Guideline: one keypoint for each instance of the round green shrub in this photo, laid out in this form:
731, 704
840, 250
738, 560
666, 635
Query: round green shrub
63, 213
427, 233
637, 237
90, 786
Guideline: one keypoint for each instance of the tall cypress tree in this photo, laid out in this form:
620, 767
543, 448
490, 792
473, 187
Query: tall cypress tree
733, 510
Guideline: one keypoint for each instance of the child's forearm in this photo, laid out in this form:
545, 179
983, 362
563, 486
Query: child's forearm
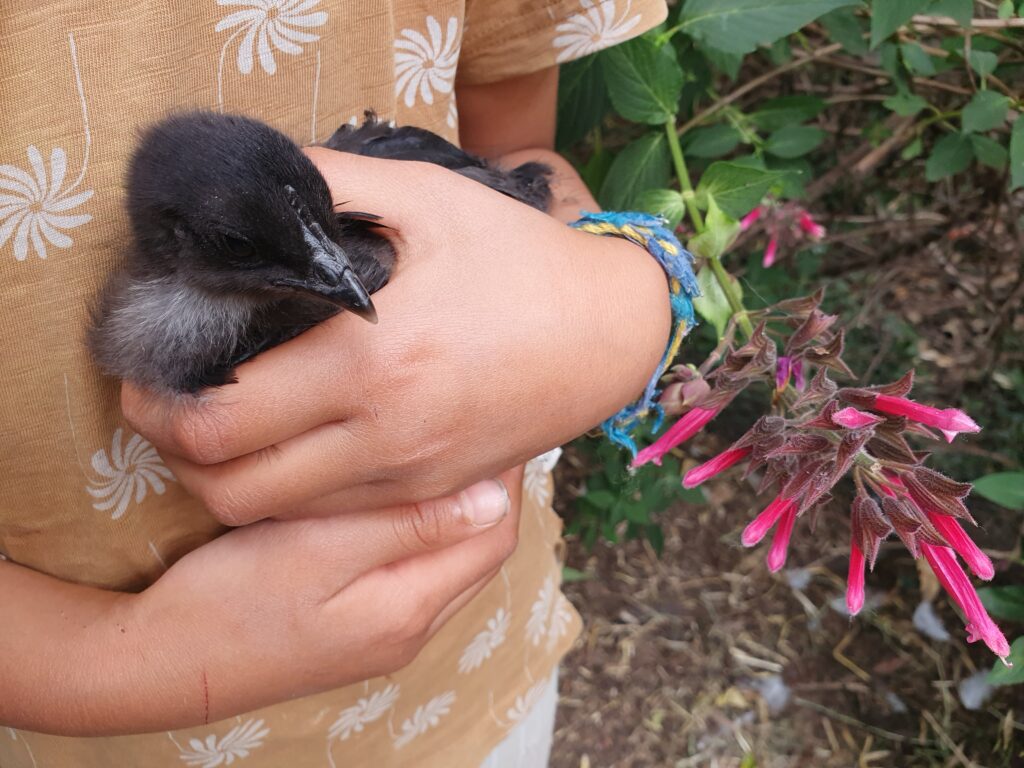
71, 659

————

What is needed — Copy every item above word for word, leaving out the pictures.

Final result —
Guideline: one keypoint for each instance of the round green shrub in this photo, laid out in this form:
731, 704
840, 250
738, 560
666, 635
Query: round green shrub
63, 213
427, 233
637, 237
90, 786
Guideline: one keypoint for each instance of the tall cypress tree in this photo, laid out in this form:
620, 767
543, 448
490, 792
473, 187
Query: tall cypress tree
733, 510
Guideline: one keypoint for each instance of the child's forearm in this photo, laid out in this form:
545, 179
983, 362
563, 486
Query: child's forearm
71, 659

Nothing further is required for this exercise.